**** Record set

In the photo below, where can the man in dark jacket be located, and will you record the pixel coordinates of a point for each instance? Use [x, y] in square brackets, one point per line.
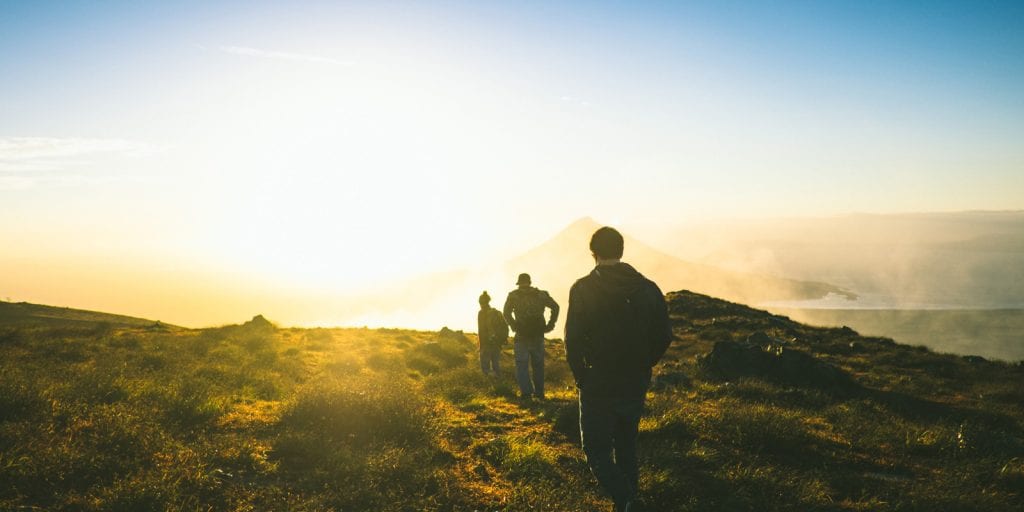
[524, 313]
[493, 332]
[616, 330]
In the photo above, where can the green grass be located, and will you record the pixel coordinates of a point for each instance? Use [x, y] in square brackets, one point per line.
[125, 417]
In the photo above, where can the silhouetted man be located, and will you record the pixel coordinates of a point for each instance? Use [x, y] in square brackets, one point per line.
[493, 332]
[524, 313]
[616, 329]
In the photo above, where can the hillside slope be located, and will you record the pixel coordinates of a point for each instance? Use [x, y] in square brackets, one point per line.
[253, 417]
[24, 314]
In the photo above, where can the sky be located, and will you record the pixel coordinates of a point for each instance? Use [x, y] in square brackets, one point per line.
[175, 156]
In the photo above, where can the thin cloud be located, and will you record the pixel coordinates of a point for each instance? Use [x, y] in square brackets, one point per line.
[27, 150]
[26, 162]
[282, 55]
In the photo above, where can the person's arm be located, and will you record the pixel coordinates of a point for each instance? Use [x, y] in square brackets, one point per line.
[482, 327]
[576, 336]
[507, 311]
[662, 328]
[554, 311]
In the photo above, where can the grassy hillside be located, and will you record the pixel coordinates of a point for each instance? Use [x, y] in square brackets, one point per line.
[252, 417]
[26, 314]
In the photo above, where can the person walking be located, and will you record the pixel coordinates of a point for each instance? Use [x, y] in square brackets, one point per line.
[616, 329]
[524, 313]
[494, 333]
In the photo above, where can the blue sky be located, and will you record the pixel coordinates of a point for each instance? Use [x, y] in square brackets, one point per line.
[258, 135]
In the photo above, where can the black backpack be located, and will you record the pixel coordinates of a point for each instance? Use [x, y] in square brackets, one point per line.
[529, 304]
[639, 331]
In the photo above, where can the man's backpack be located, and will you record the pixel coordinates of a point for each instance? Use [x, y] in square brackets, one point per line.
[529, 311]
[640, 329]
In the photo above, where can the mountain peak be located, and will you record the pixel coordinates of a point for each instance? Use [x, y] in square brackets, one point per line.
[583, 223]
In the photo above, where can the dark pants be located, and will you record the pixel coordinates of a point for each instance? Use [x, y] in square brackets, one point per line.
[529, 352]
[608, 427]
[488, 359]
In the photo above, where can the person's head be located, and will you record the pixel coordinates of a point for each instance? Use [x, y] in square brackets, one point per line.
[523, 280]
[606, 245]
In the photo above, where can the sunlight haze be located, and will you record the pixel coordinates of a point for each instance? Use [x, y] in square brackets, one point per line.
[204, 162]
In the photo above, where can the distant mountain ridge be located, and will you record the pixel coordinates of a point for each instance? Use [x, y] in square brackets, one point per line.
[556, 263]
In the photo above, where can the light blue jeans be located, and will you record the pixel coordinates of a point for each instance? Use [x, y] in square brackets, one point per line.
[529, 352]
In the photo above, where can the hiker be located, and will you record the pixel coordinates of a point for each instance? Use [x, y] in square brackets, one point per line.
[524, 313]
[494, 333]
[616, 329]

********

## Challenge:
Repeat the material verbatim. Do not carry over any picture.

## Complete output:
In the photo below, where can the man in dark jacket be located, and will you record the pixel coordinates of a point for each instance? Use [x, y] in square brackets, one point per line.
[524, 313]
[493, 332]
[616, 330]
In the photo above, where can the green grass be located, and will you record the pixel coordinates of a point for each instance? Use [x, y] in square brackets, one point per line.
[125, 417]
In the photo above, where can the silhouetted man be located, and will you record the pixel coordinates of a point for each instance? Use [x, y] in square brackets, one point per line.
[493, 332]
[524, 313]
[616, 329]
In the photo above, where can the hillside slope be located, and will you record the pixel coordinates of a point for each instance? Use [x, y] in square brackets, one point per line.
[253, 417]
[24, 314]
In the photo above, where can the sky be located, and will you record the pixel coordinates of a point for each instance? Use [x, y] in square brackets, one point per line.
[175, 156]
In the photo above, where can the thin cloud be located, and will you record the pixel coordinates of a point for each instance? Use [x, y] in square brackets, one point per line.
[27, 150]
[26, 162]
[282, 55]
In the photo above, where can the person's arm be located, and will you record the pixel coordinates of a point for each instance? Use [x, y] in square brackets, one point per line.
[482, 327]
[576, 336]
[507, 311]
[662, 328]
[554, 311]
In the photo above, where can the grassy hillside be located, and will you record the pixel coordinates of a point for each instance? Use [x, y] in square brackets, one point per line.
[252, 417]
[26, 314]
In the photo above, where can the person walking be located, and will you record the pixel coordinates of a point for each instance? Use [x, y] in square brackets, one point per line.
[616, 329]
[524, 313]
[494, 333]
In the photo above, where can the blue sky be located, and will you record the pixel coordinates of a point for each instance? Use [x, y] in square brackets, one point per line.
[258, 135]
In the photo above, where can the black backpack be located, and will you record the pixel coordinates of a point for each instance? Use [x, y] in square brackets, one point per line.
[529, 304]
[639, 331]
In the photo above, where can the man's backpack be located, and will you record the pixel coordinates of a point for each instance? Use [x, y] in square brackets, one point per line.
[529, 311]
[640, 329]
In the photo above, where can the mountain peak be located, and will you record the pixel coordinates of a point for each instance? Use [x, y] in square brackets, one point per line.
[583, 223]
In the photo above, where can the dark pants be located, and will you record the pixel coordinates of a point for each instance? Use [x, y] in square brackets, one point per line.
[529, 352]
[608, 427]
[488, 359]
In the photo above, where can the person's head be located, and will you record the pixel coordinates of a point for each instance? Use [x, y] in square brackets, one point per line.
[523, 280]
[606, 245]
In the photo above, where can the sunlight haze be located, and will you record the pixel coordinates of a point for each instance? Use [x, y] in square brackets, one point per line.
[204, 162]
In the photo above, where can the distant mountain ridge be located, and will you record the pixel coordinates of a point for each instance? Use [x, y] in square brackets, one point per line.
[556, 263]
In the photo above, where can the light blue jeans be located, and will you record the pixel coordinates of a point for each instance? Use [x, y] in square brackets, one point per line.
[529, 352]
In the photo above, where can the hiker be located, and will you record the pixel coordinates of a point for each instance? Use [x, y] in square brackets, one point per line.
[524, 313]
[494, 333]
[616, 329]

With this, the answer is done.